Recorded information:
▽

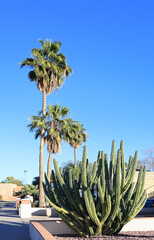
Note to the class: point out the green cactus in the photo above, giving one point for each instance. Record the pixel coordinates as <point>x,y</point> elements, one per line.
<point>102,203</point>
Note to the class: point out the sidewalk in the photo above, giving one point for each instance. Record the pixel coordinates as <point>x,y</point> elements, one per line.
<point>11,225</point>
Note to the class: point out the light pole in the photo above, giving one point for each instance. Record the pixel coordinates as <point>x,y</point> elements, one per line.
<point>25,171</point>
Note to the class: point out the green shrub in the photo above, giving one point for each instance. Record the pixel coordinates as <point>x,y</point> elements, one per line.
<point>100,203</point>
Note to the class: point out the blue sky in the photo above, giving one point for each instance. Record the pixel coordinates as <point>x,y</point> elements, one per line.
<point>110,47</point>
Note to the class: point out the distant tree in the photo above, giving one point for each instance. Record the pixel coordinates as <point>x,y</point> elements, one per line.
<point>148,160</point>
<point>30,190</point>
<point>75,135</point>
<point>75,171</point>
<point>35,181</point>
<point>13,180</point>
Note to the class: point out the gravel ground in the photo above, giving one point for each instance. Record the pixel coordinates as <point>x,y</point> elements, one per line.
<point>121,236</point>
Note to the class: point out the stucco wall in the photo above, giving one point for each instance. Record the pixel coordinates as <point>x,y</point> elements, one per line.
<point>6,191</point>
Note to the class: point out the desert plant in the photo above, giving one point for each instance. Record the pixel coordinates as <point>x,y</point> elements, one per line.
<point>100,203</point>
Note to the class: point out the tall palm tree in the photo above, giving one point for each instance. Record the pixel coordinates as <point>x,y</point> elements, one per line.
<point>74,134</point>
<point>49,70</point>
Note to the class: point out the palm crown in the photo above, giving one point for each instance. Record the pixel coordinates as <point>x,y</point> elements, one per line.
<point>49,66</point>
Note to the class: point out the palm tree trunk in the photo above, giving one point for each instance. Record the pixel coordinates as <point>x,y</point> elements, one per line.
<point>75,161</point>
<point>41,191</point>
<point>49,165</point>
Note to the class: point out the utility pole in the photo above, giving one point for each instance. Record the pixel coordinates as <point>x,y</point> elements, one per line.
<point>25,171</point>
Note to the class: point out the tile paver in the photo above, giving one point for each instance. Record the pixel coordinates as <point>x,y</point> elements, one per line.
<point>11,225</point>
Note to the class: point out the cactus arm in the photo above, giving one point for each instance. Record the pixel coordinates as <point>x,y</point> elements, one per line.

△

Task details: Revise the records above by putting "image coordinates" wherever "pixel coordinates" occurs, with every other character left as it is. Leave out the pictures when you give the lines back.

Task output:
Note to the class: point out the green cactus in the photo above, giving one point for each instance. Record the image coordinates as <point>x,y</point> elements, one per line.
<point>102,203</point>
Note to the class: point out the sidewalk in the photo above, giving one point for each instance. Record the image coordinates as <point>x,y</point> elements, one per line.
<point>11,225</point>
Note to the class: point out the light pole in the photo above, giving one point for each instance. Record the image coordinates as <point>x,y</point> elements, one per line.
<point>25,171</point>
Note to the class: point out the green shrub in the photo above, giving one point for each instance. Record the image coordinates as <point>x,y</point> elements, one per line.
<point>100,203</point>
Note to the class: point out the blue sky in the photo above, giving one point for each instance. Record the image coordinates as <point>x,y</point> elements, one per line.
<point>110,47</point>
Note to the class: point out the distant tree in the photo above, giving one point for each instance. Record the image coordinates as <point>x,y</point> elements, one per line.
<point>148,160</point>
<point>30,190</point>
<point>75,135</point>
<point>75,171</point>
<point>35,181</point>
<point>13,180</point>
Note to the class: point out the gravel ground in the photo above, giving one point for each instance. Record the image coordinates as <point>x,y</point> elements, one per line.
<point>121,236</point>
Note to the class: point out the stucco wall in the photo above, giving one point for each instance. Record the image coordinates as <point>x,y</point> elements, one per line.
<point>6,191</point>
Note to the class: point out the desert plant in the photo above, giving one point for each instance. Record the image coordinates as <point>x,y</point> elements, one per line.
<point>100,203</point>
Note to the class: point out the tall palm tree in the photo above, giving one point for each instance. Record the image coordinates as <point>x,y</point> elements, one per line.
<point>74,134</point>
<point>49,70</point>
Note to the class: point out the palm crown in the photo above, giving one point for each instance. Record the image coordinates as <point>x,y</point> elements, one per line.
<point>49,66</point>
Note to the class: point out the palm tree trunk in the photo above, giving one point for each instance. Record the image coordinates as <point>x,y</point> elements, one per line.
<point>75,161</point>
<point>41,191</point>
<point>49,165</point>
Note to the class: point out the utility pole in the photo above, giving one point for each instance. Record the image coordinates as <point>x,y</point> elements, one per line.
<point>25,171</point>
Note to the class: point out the tile paver in the photo above, giving one point for each instance. Record the image coordinates as <point>x,y</point> elements, one per line.
<point>11,225</point>
Note to the class: point out the cactus arm in the photo above, giving one point for each instance. Record the image coordinates as <point>x,y</point> elements, one per line.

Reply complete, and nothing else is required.